### Excerpt to read:
════════

McDuffie Educational Enrichment Program for Students (formerly 21st Century After School Program) is receiving some help this year in getting parents involved in the students' lives and helping students make good choices.

Partners For Success Executive Director Miriam Smith recently met with parents and students of the after school programs at Thomson Middle and Thomson-McDuffie Junior High schools to talk about the abstinence leadership program offered by MEEPS and PFA and incentives for the students to attend.

"These students are at an age where the choices they make are much more vital, and we want them to be aware of what they're doing," Mrs. Smith said. "And we have an incentive to keep them in the programs."

Partners For Success is sponsoring three field trips for students and their parents through a Positive Choices for Life grant from the Governor's Office for Children and Families. The first field trip, in November, will be a day spent in Augusta at the Morris Museum of Arts, Fort Discovery and the Augusta Lynx hockey game. A chorus of "mmm's" sounded from the students when Mrs. Smith mentioned there would be an all-you-can-eat buffet at the Lynx game.

"Oh I see," she quipped. "Forget the museum. That doesn't excite you, but the buffet excites you."

The second field trip, in February, will be to Atlanta to the Georgia Aquarium, the World of Coke museum and to have lunch at the CNN building. The final field trip will be back to Augusta in April for a tour of Augusta State University and to attend an Augusta Green Jackets baseball game.

"I think it's a good idea," parent Gwen Roberts said. "The field trips will keep them excited and wanting to be involved."

In order to be eligible for the field trips, the students must attend 80 percent of the sessions, as well as do the work assigned, be a team player, and exhibit good behavior at all times prior to, and during, the field trip. Students and parents also had to purchase a t-shirt to wear on the field trips as a safety precaution.

"I think it's a challenge for the students, and I'm all for it," parent Janice Gant said.

The sessions, which are taught in the middle school by MEEPS instructor Brandy Lamb, and at the junior high school by teacher Butch Evans, include Character Quest, WAIT Training and Leadership Training.

Mr. Evans said the curriculum teaches abstinence from sex, drugs and alcohol, as well as helps the students learn about themselves, friendship, dating, gender-related differences, dealing with conflict, communication, role playing and commitment.

"We will tackle a lot of myths about it, too," Mr. Evans said during the meeting. "And the parents are welcome to sit in the classroom with us at any time. We don't approach it from a religious point of view, but more from a physical, intellectual, emotional, social and spiritual point of view. It's about developing relationships the correct way."

"I think it will give the kids the opportunity to express themselves while giving them the information to make informed decisions," said Ms. Roberts, whose son, Jimmie, attends TMJHS.

════════

### Given exercise:
In the article about the after-school program's field trips, what percentage of the sessions must students attend to be eligible for the trips?

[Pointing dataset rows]
════════

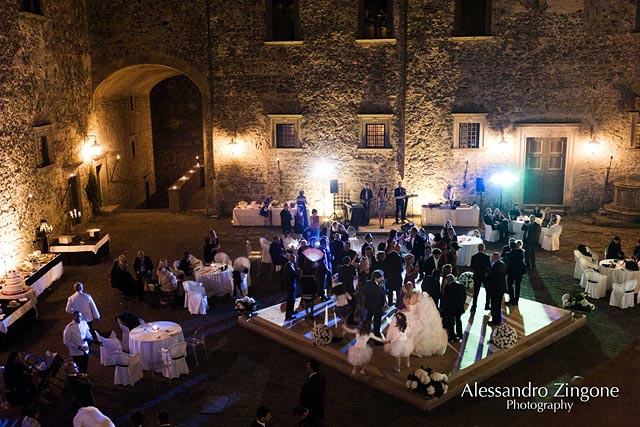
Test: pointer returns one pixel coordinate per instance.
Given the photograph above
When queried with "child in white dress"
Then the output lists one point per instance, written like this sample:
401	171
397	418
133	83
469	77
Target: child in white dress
398	344
360	353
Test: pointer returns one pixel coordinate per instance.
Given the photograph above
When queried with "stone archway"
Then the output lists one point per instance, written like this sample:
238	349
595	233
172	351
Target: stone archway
121	121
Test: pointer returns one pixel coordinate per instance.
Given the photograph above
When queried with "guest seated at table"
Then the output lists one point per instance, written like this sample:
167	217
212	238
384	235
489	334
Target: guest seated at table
211	246
143	268
121	278
19	382
515	212
614	250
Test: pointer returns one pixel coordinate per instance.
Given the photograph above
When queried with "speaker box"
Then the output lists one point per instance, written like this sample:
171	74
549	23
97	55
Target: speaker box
333	186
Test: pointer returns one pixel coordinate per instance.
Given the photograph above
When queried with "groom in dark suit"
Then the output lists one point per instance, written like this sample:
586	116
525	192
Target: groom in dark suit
497	284
374	295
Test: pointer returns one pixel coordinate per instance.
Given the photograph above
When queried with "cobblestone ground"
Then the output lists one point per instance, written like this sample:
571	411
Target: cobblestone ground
251	370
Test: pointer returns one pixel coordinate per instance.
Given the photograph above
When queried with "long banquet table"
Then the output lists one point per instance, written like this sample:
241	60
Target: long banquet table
460	217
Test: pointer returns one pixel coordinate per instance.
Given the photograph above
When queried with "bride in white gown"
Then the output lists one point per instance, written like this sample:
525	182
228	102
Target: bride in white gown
426	331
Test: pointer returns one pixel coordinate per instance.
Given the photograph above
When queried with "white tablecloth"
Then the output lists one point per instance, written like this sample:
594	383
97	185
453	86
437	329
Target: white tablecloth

════════

### Task answer:
80 percent